[EXTRACTED INFORMATION]:
* * *
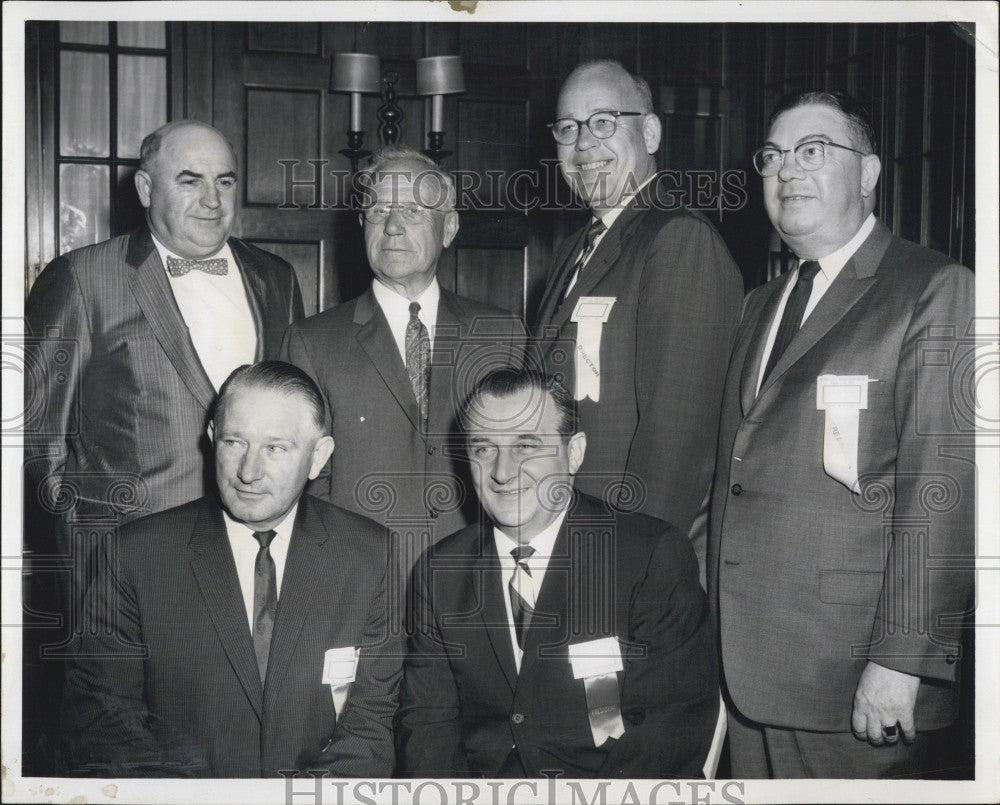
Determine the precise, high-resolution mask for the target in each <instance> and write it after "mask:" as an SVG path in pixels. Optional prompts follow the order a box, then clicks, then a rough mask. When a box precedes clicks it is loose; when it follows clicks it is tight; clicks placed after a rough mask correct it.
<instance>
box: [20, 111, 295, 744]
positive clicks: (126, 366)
mask: <svg viewBox="0 0 1000 805" xmlns="http://www.w3.org/2000/svg"><path fill="white" fill-rule="evenodd" d="M135 185H136V189H137V190H138V195H139V200H140V202H141V203H142V205H143V207H145V209H146V222H145V224H144V225H143V226H141V227H139V228H138V229H136V230H134V231H132V232H129V233H128V234H125V235H121V236H119V237H115V238H112V239H111V240H107V241H104V242H103V243H98V244H96V245H93V246H87V247H84V248H82V249H77V250H75V251H72V252H69V253H67V254H64V255H62V256H61V257H58V258H56V259H55V260H54V261H52V262H51V263H50V264H49V265H48V266H47V267H46V268H45V270H44V271H42V273H41V274H40V275H39V277H38V279H36V280H35V283H34V285H33V286H32V288H31V292H30V294H29V295H28V300H27V304H26V319H27V329H28V331H29V334H30V335H31V336H32V337H31V338H30V339H28V341H27V350H28V351H29V359H30V360H29V363H30V365H32V366H33V367H35V369H36V371H34V372H28V373H26V375H25V399H26V400H29V401H31V402H30V404H29V406H28V409H27V410H28V411H29V415H28V417H27V422H26V430H27V432H28V433H29V435H28V436H27V437H26V446H25V475H26V484H25V489H26V493H27V494H26V507H25V535H24V542H25V553H26V557H27V558H28V561H29V568H31V567H32V566H33V562H34V561H35V560H36V559H37V561H38V564H39V568H38V569H36V570H35V572H34V574H33V577H32V579H31V589H30V590H29V592H28V599H29V602H30V604H29V605H30V606H31V607H32V608H34V609H35V610H36V611H38V612H42V613H46V612H51V611H52V610H53V608H54V607H58V609H59V611H60V612H61V619H62V621H63V623H64V625H66V624H68V626H69V628H70V629H75V628H78V625H79V624H78V620H79V614H78V607H79V598H80V596H82V594H83V591H84V590H85V589H86V584H87V582H88V580H89V577H88V570H87V568H88V567H89V560H88V556H89V554H90V552H91V550H92V548H91V537H90V534H92V533H98V534H101V535H105V536H106V537H108V538H113V535H114V532H115V528H116V527H117V526H118V524H120V523H123V522H128V521H129V520H133V519H135V518H136V517H139V516H142V515H144V514H149V513H151V512H157V511H161V510H163V509H167V508H170V507H171V506H176V505H178V504H180V503H185V502H187V501H189V500H194V499H195V498H198V497H201V496H202V495H204V494H205V492H206V489H208V488H209V484H210V480H211V467H212V462H211V451H210V448H209V445H208V443H207V440H206V439H205V426H206V424H207V421H208V416H209V411H210V410H211V406H212V403H213V401H214V399H215V394H216V390H217V389H218V388H219V386H220V385H221V384H222V381H223V380H225V379H226V377H227V376H228V375H229V373H230V372H231V371H232V370H233V369H235V368H236V367H237V366H240V365H241V364H244V363H248V362H252V361H254V360H259V359H260V358H263V357H275V356H276V355H277V351H278V347H279V346H280V343H281V336H282V333H283V332H284V330H285V328H286V327H287V326H288V324H289V323H290V322H292V321H294V320H295V319H297V318H300V317H301V316H302V299H301V295H300V293H299V287H298V283H297V281H296V278H295V273H294V272H293V270H292V268H291V266H289V265H288V264H287V263H286V262H285V261H284V260H281V259H280V258H278V257H276V256H275V255H273V254H269V253H268V252H265V251H262V250H261V249H258V248H257V247H255V246H252V245H250V244H249V243H245V242H244V241H241V240H239V239H237V238H233V237H230V232H231V231H232V229H233V226H234V224H235V223H236V216H237V211H238V202H239V197H240V189H239V188H240V183H239V178H238V170H237V161H236V155H235V153H234V151H233V148H232V146H231V145H230V144H229V143H228V142H227V141H226V139H225V138H224V137H223V135H222V134H221V132H219V131H218V130H216V129H214V128H212V127H211V126H209V125H207V124H205V123H200V122H198V121H194V120H182V121H177V122H173V123H168V124H167V125H165V126H163V127H161V128H159V129H157V130H156V131H154V132H152V133H151V134H149V135H148V136H147V137H146V138H145V139H144V140H143V142H142V145H141V148H140V166H139V170H138V171H136V174H135ZM53 556H55V557H61V558H60V559H59V560H58V561H60V562H64V563H69V564H70V565H71V569H69V570H68V571H67V569H66V568H63V567H60V568H58V570H59V572H57V573H53V572H51V571H46V572H43V570H45V568H46V564H48V565H51V564H52V561H53V560H52V557H53ZM49 588H51V590H52V591H50V590H49ZM56 597H58V598H59V599H60V601H61V603H59V604H54V603H53V599H54V598H56ZM25 634H26V637H27V638H28V640H29V642H28V643H26V648H25V661H26V663H28V667H27V668H26V672H25V680H26V684H27V686H28V688H26V691H25V702H26V719H25V723H26V726H27V727H28V731H26V733H25V744H24V745H25V748H26V750H28V752H29V755H28V757H29V759H30V752H31V751H32V749H33V747H34V744H35V742H36V738H35V736H34V735H32V734H30V732H31V730H32V729H34V728H36V727H39V726H40V722H39V720H38V719H36V717H35V716H33V715H29V714H28V712H27V711H30V710H31V708H33V707H34V703H35V702H36V701H38V700H51V695H50V692H49V691H48V690H44V688H46V687H48V686H49V685H51V684H58V682H57V681H55V680H52V681H51V682H45V683H44V684H43V680H48V679H49V677H48V674H49V672H53V673H56V672H57V671H58V668H56V665H57V663H56V662H54V661H48V662H42V663H41V665H37V663H39V662H41V660H40V648H39V647H38V646H36V645H34V643H33V642H32V641H35V640H37V641H39V642H44V643H47V644H49V645H50V649H52V650H50V651H49V653H48V654H47V655H46V656H48V657H50V658H52V657H54V656H57V655H58V654H60V653H61V652H62V648H60V647H59V644H60V642H61V638H60V631H59V630H58V629H56V630H52V629H48V630H46V629H38V630H27V631H26V633H25ZM63 637H65V634H63ZM53 651H54V653H53ZM35 683H38V684H39V687H40V688H41V689H40V690H39V691H38V693H37V696H36V694H35V693H34V692H32V691H31V690H30V686H31V685H33V684H35ZM46 728H47V727H46Z"/></svg>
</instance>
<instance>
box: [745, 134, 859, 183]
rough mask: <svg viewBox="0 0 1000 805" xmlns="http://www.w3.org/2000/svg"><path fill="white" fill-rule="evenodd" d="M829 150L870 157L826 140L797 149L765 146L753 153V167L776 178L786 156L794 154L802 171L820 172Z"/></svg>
mask: <svg viewBox="0 0 1000 805" xmlns="http://www.w3.org/2000/svg"><path fill="white" fill-rule="evenodd" d="M827 148H843V149H844V150H845V151H853V152H854V153H855V154H861V156H863V157H864V156H868V155H867V154H866V153H865V152H864V151H859V150H858V149H857V148H851V147H850V146H847V145H841V144H840V143H831V142H827V141H826V140H809V141H808V142H804V143H799V144H798V145H797V146H795V148H775V147H774V146H772V145H765V146H764V147H763V148H758V149H757V150H756V151H754V152H753V166H754V167H755V168H756V169H757V173H759V174H760V175H761V176H763V177H765V178H766V177H768V176H776V175H777V174H778V171H780V170H781V166H782V165H784V164H785V154H788V153H792V152H794V154H795V161H796V162H798V163H799V165H800V166H801V168H802V170H806V171H813V170H819V169H820V168H822V167H823V166H824V165H825V164H826V149H827Z"/></svg>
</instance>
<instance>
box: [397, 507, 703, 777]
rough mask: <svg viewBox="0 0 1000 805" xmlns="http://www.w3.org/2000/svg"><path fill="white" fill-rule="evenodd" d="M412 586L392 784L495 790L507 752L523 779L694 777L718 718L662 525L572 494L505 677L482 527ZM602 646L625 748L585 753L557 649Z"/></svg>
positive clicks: (694, 577) (699, 639)
mask: <svg viewBox="0 0 1000 805" xmlns="http://www.w3.org/2000/svg"><path fill="white" fill-rule="evenodd" d="M411 587H412V589H413V592H414V599H415V600H414V604H413V610H412V613H413V615H414V618H415V626H416V628H415V630H414V631H413V633H412V634H411V635H410V637H409V650H408V652H407V658H406V661H405V664H404V681H403V685H402V688H401V692H400V709H399V714H398V716H397V725H396V746H397V762H398V764H399V766H400V769H401V771H402V772H403V773H404V774H407V775H412V776H416V777H436V776H443V777H463V776H466V777H467V776H485V777H497V776H499V774H500V771H501V769H502V767H503V766H504V762H505V760H506V759H507V757H508V755H509V754H510V753H511V748H512V747H516V748H517V751H518V754H519V755H520V760H521V763H522V764H523V767H524V772H525V773H526V774H527V775H528V776H529V777H538V776H541V775H542V772H543V770H559V771H561V772H562V773H563V774H564V775H565V776H566V777H570V778H576V777H583V778H590V777H657V778H659V777H699V776H701V767H702V765H703V764H704V761H705V756H706V754H707V752H708V748H709V745H710V743H711V740H712V733H713V729H714V727H715V723H716V717H717V714H718V702H719V695H718V685H717V676H716V656H715V651H714V649H713V645H712V639H711V633H710V630H709V621H708V606H707V602H706V599H705V593H704V591H703V590H702V588H701V585H700V584H699V582H698V565H697V561H696V559H695V556H694V552H693V550H692V548H691V546H690V543H689V542H688V540H687V538H686V535H684V534H683V533H681V532H680V531H678V530H677V529H676V528H674V527H673V526H670V525H667V524H666V523H663V522H661V521H659V520H655V519H653V518H651V517H646V516H645V515H624V514H615V513H614V512H613V511H611V510H609V509H607V508H605V506H604V505H602V504H601V503H600V502H599V501H597V500H595V499H593V498H589V497H586V496H584V495H579V496H578V499H577V501H576V502H575V505H574V508H573V509H572V510H571V511H570V512H569V514H568V515H567V517H566V519H565V520H564V521H563V525H562V528H561V530H560V532H559V534H558V536H557V538H556V542H555V546H554V548H553V556H552V558H551V559H550V561H549V565H548V567H547V569H546V571H545V576H544V579H543V581H542V588H541V590H540V591H539V592H538V595H537V599H536V607H535V613H534V615H533V617H532V621H531V628H530V629H529V630H528V637H527V639H526V643H525V648H524V655H523V658H522V663H521V669H520V673H518V672H517V670H516V666H515V663H514V653H513V648H512V645H511V637H510V630H509V625H508V621H507V615H506V611H505V608H504V600H503V596H505V595H506V594H507V592H506V590H505V589H504V587H503V585H502V582H501V575H500V563H499V559H498V558H497V553H496V543H495V541H494V537H493V527H492V524H490V523H486V524H485V525H483V526H482V527H480V526H479V525H472V526H469V527H468V528H465V529H463V530H462V531H460V532H458V533H456V534H453V535H451V536H450V537H447V538H446V539H444V540H443V541H441V542H440V543H438V544H437V545H435V546H434V547H433V548H431V549H430V550H429V551H428V552H427V553H425V554H424V556H423V557H421V560H420V562H419V563H418V564H417V566H416V567H415V569H414V573H413V580H412V582H411ZM546 619H547V620H548V622H547V623H545V624H542V622H543V621H544V620H546ZM539 624H542V625H539ZM609 636H614V637H617V638H618V640H619V643H620V645H621V648H622V656H623V660H624V666H625V670H624V673H619V674H618V689H619V694H620V701H621V710H622V714H623V717H624V723H625V734H624V735H623V736H622V737H621V738H618V739H614V738H610V739H608V740H607V742H605V743H604V744H603V745H602V746H600V747H595V746H594V739H593V736H592V734H591V729H590V725H589V719H588V714H587V711H588V707H587V700H586V695H585V691H584V681H583V680H582V679H574V677H573V673H572V669H571V666H570V663H569V661H568V648H567V647H568V646H569V645H571V644H575V643H581V642H586V641H589V640H595V639H600V638H605V637H609ZM547 773H551V772H547Z"/></svg>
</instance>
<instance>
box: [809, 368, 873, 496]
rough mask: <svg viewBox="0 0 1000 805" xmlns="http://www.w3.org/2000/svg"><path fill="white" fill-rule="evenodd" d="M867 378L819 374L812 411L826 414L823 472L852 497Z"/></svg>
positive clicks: (857, 461)
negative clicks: (859, 423)
mask: <svg viewBox="0 0 1000 805" xmlns="http://www.w3.org/2000/svg"><path fill="white" fill-rule="evenodd" d="M869 382H870V381H869V379H868V375H820V376H819V377H818V378H816V408H817V409H818V410H820V411H826V431H825V433H824V436H823V469H824V470H825V471H826V474H827V475H829V476H830V477H831V478H834V479H836V480H838V481H840V482H841V483H842V484H843V485H844V486H846V487H847V488H848V489H850V490H851V491H852V492H854V493H855V494H861V485H860V484H859V483H858V420H859V418H860V413H859V412H860V411H861V410H862V409H867V408H868V383H869Z"/></svg>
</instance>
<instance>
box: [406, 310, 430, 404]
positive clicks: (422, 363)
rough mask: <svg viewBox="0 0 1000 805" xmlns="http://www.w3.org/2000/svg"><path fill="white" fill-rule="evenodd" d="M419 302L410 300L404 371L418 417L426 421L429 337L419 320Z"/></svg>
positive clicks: (406, 338)
mask: <svg viewBox="0 0 1000 805" xmlns="http://www.w3.org/2000/svg"><path fill="white" fill-rule="evenodd" d="M419 313H420V303H419V302H410V321H409V322H408V323H407V325H406V373H407V374H408V375H409V376H410V385H411V386H412V387H413V396H414V398H416V400H417V407H418V408H419V409H420V418H421V419H422V420H423V421H424V422H426V421H427V391H428V387H429V385H430V363H431V360H430V358H431V337H430V335H429V334H428V332H427V328H426V327H425V326H424V323H423V322H422V321H420V316H419V315H418V314H419Z"/></svg>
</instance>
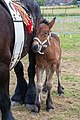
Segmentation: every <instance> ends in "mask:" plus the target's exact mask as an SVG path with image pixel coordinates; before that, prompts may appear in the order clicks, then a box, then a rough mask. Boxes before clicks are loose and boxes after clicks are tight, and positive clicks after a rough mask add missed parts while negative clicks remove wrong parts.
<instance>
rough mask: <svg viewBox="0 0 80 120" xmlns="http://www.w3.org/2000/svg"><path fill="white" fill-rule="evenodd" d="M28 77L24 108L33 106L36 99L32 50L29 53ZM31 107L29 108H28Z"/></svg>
mask: <svg viewBox="0 0 80 120" xmlns="http://www.w3.org/2000/svg"><path fill="white" fill-rule="evenodd" d="M28 76H29V84H28V89H27V92H26V96H25V104H26V107H28V106H29V105H34V102H35V98H36V87H35V81H34V77H35V54H34V53H33V51H32V50H30V52H29V67H28ZM30 107H31V106H30Z"/></svg>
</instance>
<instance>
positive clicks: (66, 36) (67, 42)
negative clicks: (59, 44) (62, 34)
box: [60, 34, 80, 52]
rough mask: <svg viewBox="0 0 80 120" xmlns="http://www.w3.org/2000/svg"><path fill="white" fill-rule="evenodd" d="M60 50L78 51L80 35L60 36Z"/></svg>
mask: <svg viewBox="0 0 80 120" xmlns="http://www.w3.org/2000/svg"><path fill="white" fill-rule="evenodd" d="M60 39H61V48H62V49H63V50H65V51H74V52H75V51H80V34H72V38H70V36H69V35H65V36H64V35H61V36H60Z"/></svg>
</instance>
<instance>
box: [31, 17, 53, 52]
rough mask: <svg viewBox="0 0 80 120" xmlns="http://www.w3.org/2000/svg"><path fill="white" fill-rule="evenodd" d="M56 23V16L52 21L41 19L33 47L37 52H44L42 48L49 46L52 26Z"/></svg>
mask: <svg viewBox="0 0 80 120" xmlns="http://www.w3.org/2000/svg"><path fill="white" fill-rule="evenodd" d="M54 23H55V18H53V19H52V20H51V21H50V22H48V21H47V20H46V19H43V20H39V24H38V27H37V32H36V37H35V38H34V41H33V44H32V49H33V51H34V52H35V53H37V52H38V53H40V54H43V53H42V49H43V48H45V47H47V45H48V44H49V39H50V33H51V28H52V27H53V25H54Z"/></svg>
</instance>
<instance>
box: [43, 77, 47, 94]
mask: <svg viewBox="0 0 80 120" xmlns="http://www.w3.org/2000/svg"><path fill="white" fill-rule="evenodd" d="M46 82H47V76H46V79H45V81H44V84H43V89H42V91H43V93H46V92H47V88H46Z"/></svg>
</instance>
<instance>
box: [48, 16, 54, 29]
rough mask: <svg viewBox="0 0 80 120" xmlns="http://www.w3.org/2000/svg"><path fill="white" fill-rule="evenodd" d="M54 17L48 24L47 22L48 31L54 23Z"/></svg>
mask: <svg viewBox="0 0 80 120" xmlns="http://www.w3.org/2000/svg"><path fill="white" fill-rule="evenodd" d="M55 19H56V17H54V18H53V19H52V20H51V21H50V22H49V29H51V28H52V27H53V25H54V23H55Z"/></svg>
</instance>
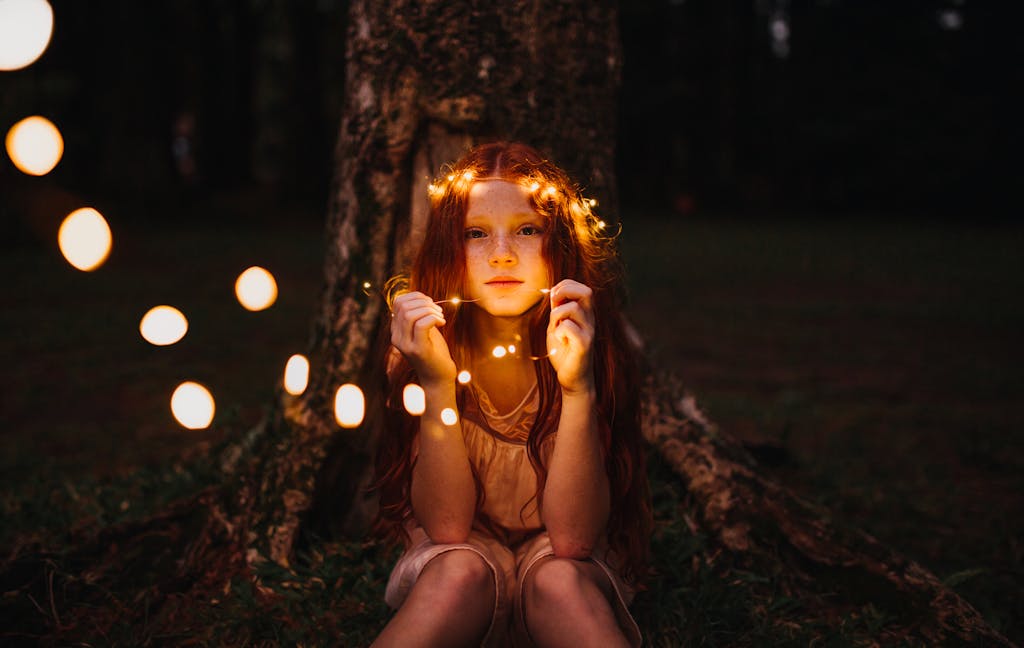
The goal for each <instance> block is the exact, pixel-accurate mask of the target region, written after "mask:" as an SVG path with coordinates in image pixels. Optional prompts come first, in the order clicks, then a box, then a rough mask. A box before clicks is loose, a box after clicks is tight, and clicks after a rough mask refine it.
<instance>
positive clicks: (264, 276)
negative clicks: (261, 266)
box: [234, 265, 278, 310]
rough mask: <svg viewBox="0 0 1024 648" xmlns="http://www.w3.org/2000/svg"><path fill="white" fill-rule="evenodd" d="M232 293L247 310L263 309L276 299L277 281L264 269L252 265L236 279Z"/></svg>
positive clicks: (271, 304) (276, 292)
mask: <svg viewBox="0 0 1024 648" xmlns="http://www.w3.org/2000/svg"><path fill="white" fill-rule="evenodd" d="M234 295H236V297H238V298H239V303H240V304H242V305H243V306H244V307H245V308H247V309H248V310H264V309H266V308H269V307H270V306H271V305H273V302H274V300H276V299H278V282H275V280H273V275H272V274H270V273H269V272H267V271H266V270H265V269H263V268H261V267H259V266H258V265H254V266H252V267H251V268H249V269H247V270H246V271H245V272H243V273H242V274H240V275H239V278H238V279H236V282H234Z"/></svg>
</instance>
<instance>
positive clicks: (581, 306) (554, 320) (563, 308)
mask: <svg viewBox="0 0 1024 648" xmlns="http://www.w3.org/2000/svg"><path fill="white" fill-rule="evenodd" d="M565 320H571V321H574V322H575V323H577V325H578V326H580V327H581V328H587V329H593V328H594V317H593V313H592V312H590V311H588V310H587V309H586V308H585V307H584V306H583V305H582V304H581V303H580V302H565V303H564V304H562V305H560V306H557V307H555V308H554V309H552V311H551V318H550V319H549V321H550V326H551V327H557V326H558V325H560V323H561V322H562V321H565Z"/></svg>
* * *
[PROBLEM]: Could you return exactly the lines above from the line with "negative clicks: (261, 266)" to the line with "293L247 310L263 309L276", both included, and nothing else?

[RESPONSE BOX]:
negative clicks: (261, 266)
box: [234, 265, 278, 310]
rough mask: <svg viewBox="0 0 1024 648" xmlns="http://www.w3.org/2000/svg"><path fill="white" fill-rule="evenodd" d="M232 293L247 310L263 309L276 299L277 281L264 269L252 265L236 279Z"/></svg>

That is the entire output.